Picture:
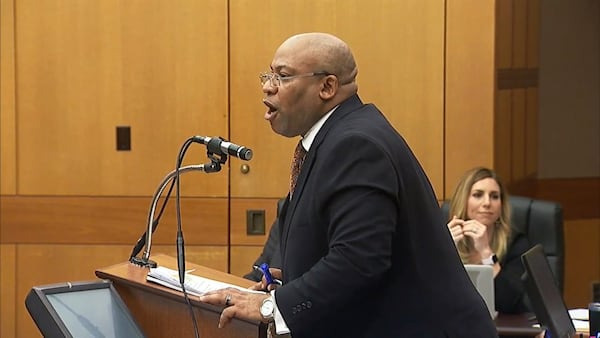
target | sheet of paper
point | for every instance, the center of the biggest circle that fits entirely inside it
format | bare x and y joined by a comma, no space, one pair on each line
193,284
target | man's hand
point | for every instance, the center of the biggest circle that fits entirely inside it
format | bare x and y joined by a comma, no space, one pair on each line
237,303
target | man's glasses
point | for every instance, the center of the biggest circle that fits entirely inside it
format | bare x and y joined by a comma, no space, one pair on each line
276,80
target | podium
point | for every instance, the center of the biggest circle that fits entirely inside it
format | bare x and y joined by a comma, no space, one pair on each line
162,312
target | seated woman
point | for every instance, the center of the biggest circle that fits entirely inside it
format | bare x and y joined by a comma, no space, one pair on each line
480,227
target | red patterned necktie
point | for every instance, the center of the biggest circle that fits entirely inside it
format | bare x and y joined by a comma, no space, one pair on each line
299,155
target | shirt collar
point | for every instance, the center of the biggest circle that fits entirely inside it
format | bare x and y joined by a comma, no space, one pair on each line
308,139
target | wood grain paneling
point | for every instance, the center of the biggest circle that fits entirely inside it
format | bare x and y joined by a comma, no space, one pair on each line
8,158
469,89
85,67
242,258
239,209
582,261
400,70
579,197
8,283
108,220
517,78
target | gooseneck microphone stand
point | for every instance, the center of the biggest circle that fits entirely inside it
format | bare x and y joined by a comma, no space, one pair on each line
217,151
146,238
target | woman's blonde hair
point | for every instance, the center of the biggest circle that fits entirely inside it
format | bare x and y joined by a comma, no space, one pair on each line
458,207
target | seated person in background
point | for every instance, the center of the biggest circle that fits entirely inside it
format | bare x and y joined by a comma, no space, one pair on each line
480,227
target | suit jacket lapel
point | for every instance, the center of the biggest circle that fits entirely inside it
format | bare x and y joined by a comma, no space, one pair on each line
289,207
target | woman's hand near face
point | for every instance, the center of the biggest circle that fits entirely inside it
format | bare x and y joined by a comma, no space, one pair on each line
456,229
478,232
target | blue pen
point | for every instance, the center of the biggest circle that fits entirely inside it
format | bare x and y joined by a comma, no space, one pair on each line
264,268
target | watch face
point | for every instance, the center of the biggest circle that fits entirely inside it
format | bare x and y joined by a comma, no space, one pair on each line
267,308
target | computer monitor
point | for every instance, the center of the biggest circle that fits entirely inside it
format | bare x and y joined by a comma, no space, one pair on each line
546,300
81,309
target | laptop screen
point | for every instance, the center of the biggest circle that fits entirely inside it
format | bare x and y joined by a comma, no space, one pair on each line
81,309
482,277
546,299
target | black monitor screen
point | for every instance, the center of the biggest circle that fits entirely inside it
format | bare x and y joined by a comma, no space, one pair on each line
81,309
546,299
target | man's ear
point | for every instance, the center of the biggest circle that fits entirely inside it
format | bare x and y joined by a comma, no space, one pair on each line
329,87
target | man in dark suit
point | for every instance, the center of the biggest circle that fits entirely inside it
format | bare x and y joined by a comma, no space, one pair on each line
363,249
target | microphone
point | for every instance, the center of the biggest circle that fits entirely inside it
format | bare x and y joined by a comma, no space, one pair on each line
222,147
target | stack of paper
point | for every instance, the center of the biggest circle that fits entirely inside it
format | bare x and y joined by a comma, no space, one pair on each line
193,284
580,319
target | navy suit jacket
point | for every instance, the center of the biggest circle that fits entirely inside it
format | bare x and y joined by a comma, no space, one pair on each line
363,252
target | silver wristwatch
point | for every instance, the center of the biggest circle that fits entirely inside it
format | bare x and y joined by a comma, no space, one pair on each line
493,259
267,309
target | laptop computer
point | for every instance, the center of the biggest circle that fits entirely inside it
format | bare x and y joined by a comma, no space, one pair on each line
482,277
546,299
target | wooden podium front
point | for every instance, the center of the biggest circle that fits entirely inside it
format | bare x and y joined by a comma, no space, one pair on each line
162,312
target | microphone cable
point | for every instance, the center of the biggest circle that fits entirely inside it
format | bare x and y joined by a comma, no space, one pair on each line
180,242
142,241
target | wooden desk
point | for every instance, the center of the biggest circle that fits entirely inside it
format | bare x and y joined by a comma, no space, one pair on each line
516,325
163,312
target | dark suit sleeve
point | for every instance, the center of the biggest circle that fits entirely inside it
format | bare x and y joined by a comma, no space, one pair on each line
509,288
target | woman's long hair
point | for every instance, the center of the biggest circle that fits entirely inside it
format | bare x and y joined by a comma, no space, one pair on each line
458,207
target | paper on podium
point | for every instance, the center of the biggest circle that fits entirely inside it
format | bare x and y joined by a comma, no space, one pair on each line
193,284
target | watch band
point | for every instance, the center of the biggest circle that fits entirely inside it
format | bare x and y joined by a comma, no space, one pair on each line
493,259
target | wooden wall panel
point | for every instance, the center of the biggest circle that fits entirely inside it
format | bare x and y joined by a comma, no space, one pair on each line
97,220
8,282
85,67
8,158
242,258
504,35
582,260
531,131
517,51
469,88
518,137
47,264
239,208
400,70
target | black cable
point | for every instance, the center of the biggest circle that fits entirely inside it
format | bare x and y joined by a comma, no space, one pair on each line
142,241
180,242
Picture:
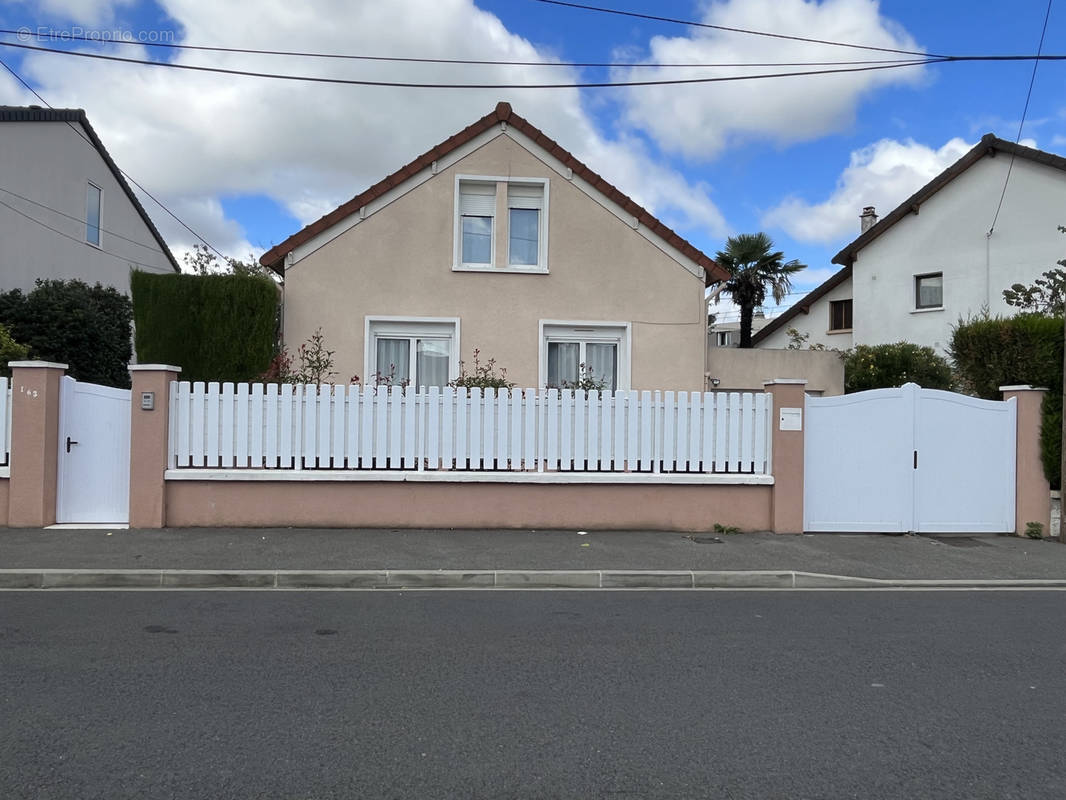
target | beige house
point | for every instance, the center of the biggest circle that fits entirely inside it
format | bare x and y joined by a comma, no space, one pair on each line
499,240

◆ ◆ ◆

> Required task:
Every entry must be reproduced exactly, with the images left out.

> Result of this exercise:
Picture:
target | sheet of paper
point | for every instance, the center of the biggest circle that fits entirely inside it
format | bare x and y joined by a comma, no space, one pair on each line
193,284
target | man's hand
point | for every instance, the center of the biggest circle that fits entirely inside it
format | bare x and y joined by a comma, no space, one pair on each line
237,303
target | man's glasses
point | for every instance, the center of the biggest circle that fits entirely inside it
format | bare x and y joined by a comma, no space, one pair on each line
276,80
target | podium
point | for every instance, the center of the biggest circle that fits entirely inside it
format | bare x and y joined by a comma, no space, one pair on each line
162,312
target | seated woman
point | for every instance, the center of the biggest circle that fits entirely inside it
format | bare x and y joined by a comma, no space, one pair on each line
480,227
target | red patterned necktie
point | for every instance, the center of the biggest circle that fits entirely inside it
format | bare x and y joined by a comma, no space, one pair on each line
299,155
target | shirt collar
point | for every instance, the center of the biggest circle that fits entirely inside it
format | bare x and y joined by a comma, no space, one pair on each line
308,139
target | wood grain paneling
point | for every instance, the center of the biggest circle that fits entirely inside it
format | bare x and y joined by a comma, no space, one pair on each line
8,158
469,89
85,67
242,258
239,209
582,261
400,70
579,197
8,283
108,220
517,78
target | gooseneck microphone stand
point | for every instance, the center of the biggest circle that fits entirely inside it
format | bare x and y joined by a comma, no space, one pair on each line
217,151
146,238
target | woman's blonde hair
point | for every instance, the center of the biggest circle that fits entirely inside it
format | bare x and y joined by a comma, no space, one pair on each line
458,207
target | seated person in background
point | for every instance, the center of the biggest circle that fits entirely inside it
format | bare x and y joined by a comma, no space, one pair on each line
480,227
target | suit jacket lapel
point | for every instance, the center of the biggest circle that fits entirely inside it
format | bare x and y joined by a comma, no space, one pair on each line
289,207
target | woman's hand near face
point | for every instance, the center of the biggest circle that fits entirely inside it
format | bare x and y joined by a comma, no space, one pair on each line
456,229
478,232
target | blue pen
point | for every instance, the center of the biggest circle that fits entirely inside it
format | bare x and y joined by a comma, no space, one pair on each line
264,268
target | watch face
point | for every instance, the center of the biggest circle that fits entirely inside it
format | bare x and y joined by a comma, no space, one pair on each line
267,308
target | computer monitor
point | for every instance, the center of the biggest circle that fits entirely inside it
format | bare x and y joined by a comma, no space, one pair on each line
546,300
81,309
target | laptop screen
point | for every instance, the center of the biggest circle that fits entirely inside it
format | bare x and y joined by a comma, no space, one pair on each line
81,309
482,277
546,299
target | black monitor screen
point | for every instance, the center of the biggest circle that fits entirely inside it
format | bare x and y joined by a comma, no space, one pair on each line
81,309
546,299
target | man's ear
point | for every instance, the center of the biggest circle that fits entirely inside it
format | bare x and y joined by a comma, no space, one pair on each line
329,87
target | man in dark suit
point | for every instance, the center of the biggest circle that fits entirely inside it
format | bare x and y joined by a comma, no space, one pair on each line
363,249
target | microphone
point | for every instance, the center of the biggest circle that fits entirely inside it
format | bare x and y joined by a comma, no space, one pair on each line
222,147
target | stack of paper
point | for every instance, the center of the biggest circle that fits entirely inside it
format | bare x and y joined by a comma, no space, one pair on each line
193,284
580,319
target | navy suit jacket
point | for every instance, the center of the biggest circle that fits entirely inside it
format | bare x and y joined by a comma, no space, one pair on each line
363,252
target | silver wristwatch
point | for every instance, the center of the biggest circle that fits entirely inside it
format | bare x and y joined by a comma, no space, one pair on each line
493,259
267,309
target | laptop computer
point | for every instance, the center of the biggest circle that fits entirely inside it
format | bare x and y joined by a comma, no space, one pair on each line
482,277
546,299
target | wooden podium front
point | for every instance, the center of the biggest circle that fits entirely inside it
format | bare x and y joined by a comma, no space, one pair on each line
162,312
target | microphone cable
point | for every instance, the center of the biggest circle that fits entirely inside it
format | bare x and y joined by a comma, no space, one pair on each line
180,242
142,241
target | wooden desk
point | for every instance, the center of the biggest circle that fits entirely inside it
format | bare x and y joined by a comma, no space, one pair on each line
516,325
163,312
target | dark suit sleeve
point | for every instance, the center of the biggest circle that fits entirely inside it
format | bare x and y joined by a comma, no space, one pair on each line
509,288
target | woman's long hair
point | for every instance, the center of the biggest circle that fits entirely inside it
format | bare x and y joined by a comma, no space, one pair on each line
458,207
target | paper on podium
point | for every instance, the center of the biggest circle that fits entirely inside it
format | bare x and y joined by a comma, no space, one pair on each line
193,284
target | watch band
point | for every instance, the center of the biggest circle that fits entirely inside it
format | bare x and y joined by a comma, no space, one pair on each line
493,259
target | wooden wall panel
point | for every instance, the center of the biggest circle that fits entirely inside it
format | bare x and y joined by a comma, no space, one pair on each line
97,220
8,282
85,67
8,158
242,258
504,35
582,260
531,131
517,51
469,88
518,137
47,264
239,208
400,70
target | black cable
point | for every instance, the center of the biggest circle that fits entirely inside it
format | bare x and y joined by a comma, no space, one pair on each line
142,241
180,242
Picture:
target | beige house
point | for every instance, the center of the biggest circle that fits entirely inside it
format | bare x and y joined by a comma, no space, one pair on each line
499,240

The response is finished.